Format the stretch of data below from its start through the line containing "(1223, 101)" as a two-column CSV headed input and output, one row per text-answer pair. Put each text and each answer in a single quoted field, with line breaks replaced by spaces.

**DATA**
** Begin **

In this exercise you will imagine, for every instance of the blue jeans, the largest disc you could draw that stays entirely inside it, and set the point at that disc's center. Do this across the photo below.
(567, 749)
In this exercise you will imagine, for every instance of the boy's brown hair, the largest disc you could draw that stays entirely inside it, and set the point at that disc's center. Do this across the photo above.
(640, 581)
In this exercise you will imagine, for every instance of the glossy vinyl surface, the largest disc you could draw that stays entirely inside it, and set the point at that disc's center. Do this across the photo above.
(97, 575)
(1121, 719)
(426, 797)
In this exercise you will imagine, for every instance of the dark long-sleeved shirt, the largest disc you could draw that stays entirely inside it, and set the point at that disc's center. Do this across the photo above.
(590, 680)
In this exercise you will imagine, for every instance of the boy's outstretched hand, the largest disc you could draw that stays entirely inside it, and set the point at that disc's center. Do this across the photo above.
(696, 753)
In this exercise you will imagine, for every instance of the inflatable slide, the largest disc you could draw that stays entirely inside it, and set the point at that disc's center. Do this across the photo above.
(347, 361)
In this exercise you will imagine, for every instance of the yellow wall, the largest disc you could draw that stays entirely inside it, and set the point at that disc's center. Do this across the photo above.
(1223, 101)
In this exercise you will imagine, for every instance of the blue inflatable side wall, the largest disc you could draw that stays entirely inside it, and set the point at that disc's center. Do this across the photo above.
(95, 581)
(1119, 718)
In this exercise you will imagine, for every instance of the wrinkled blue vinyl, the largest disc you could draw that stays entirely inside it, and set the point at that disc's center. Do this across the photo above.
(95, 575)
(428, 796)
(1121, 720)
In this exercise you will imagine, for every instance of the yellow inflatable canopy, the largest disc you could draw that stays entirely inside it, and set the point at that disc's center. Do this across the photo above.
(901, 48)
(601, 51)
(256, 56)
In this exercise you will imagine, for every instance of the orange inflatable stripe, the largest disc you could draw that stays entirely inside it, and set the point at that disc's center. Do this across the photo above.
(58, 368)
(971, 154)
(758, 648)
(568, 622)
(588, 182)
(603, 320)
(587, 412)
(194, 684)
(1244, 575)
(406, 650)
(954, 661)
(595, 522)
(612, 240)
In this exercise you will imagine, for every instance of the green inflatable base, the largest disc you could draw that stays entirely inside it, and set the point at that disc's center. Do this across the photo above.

** End **

**CORRECT OUTPUT**
input,output
"In this exercise you will imagine, for every instance of the blue jeans, the largest disc you could draw that stays entirely inside it, and set the point at that disc's center. Do this across the photo below.","(567, 749)"
"In this exercise you will imagine, for every instance of the boy's brown hair, the largest disc you could draw that stays entirely inside it, and set the point at that disc's center. Do this across the photo above.","(640, 581)"
"In this exercise you will imagine, for every instance of the glossy vinyl surface, the largest disc you could draw that stays entirely inside it, and set the point at that disc's center. Do this across the photo above.","(97, 575) (1121, 719) (426, 797)"
"In this exercise you will imagine, for every instance of the dark long-sleeved shirt, the largest disc you could draw that stays entirely inside it, and set the point at that disc's center. Do this across the photo above.","(590, 680)"
"In this exercise you will imagine, for every instance of the boy's outstretched hand, the largest disc you could draw that stays entirely inside it, and set the point at that disc's center. Do this across the photo above.","(696, 753)"
"In this exercise you will imagine, for every instance of the inflatable slide, the largest disc you could draw that stays entirely inside it, and set the point at that disc's center. Do this across the photo above.","(347, 361)"
"In this exercise you will imagine, for every instance of the yellow wall, the largest disc you could draw that stays entirely inside it, and set the point at that disc's center. Do this across the photo above.","(1223, 101)"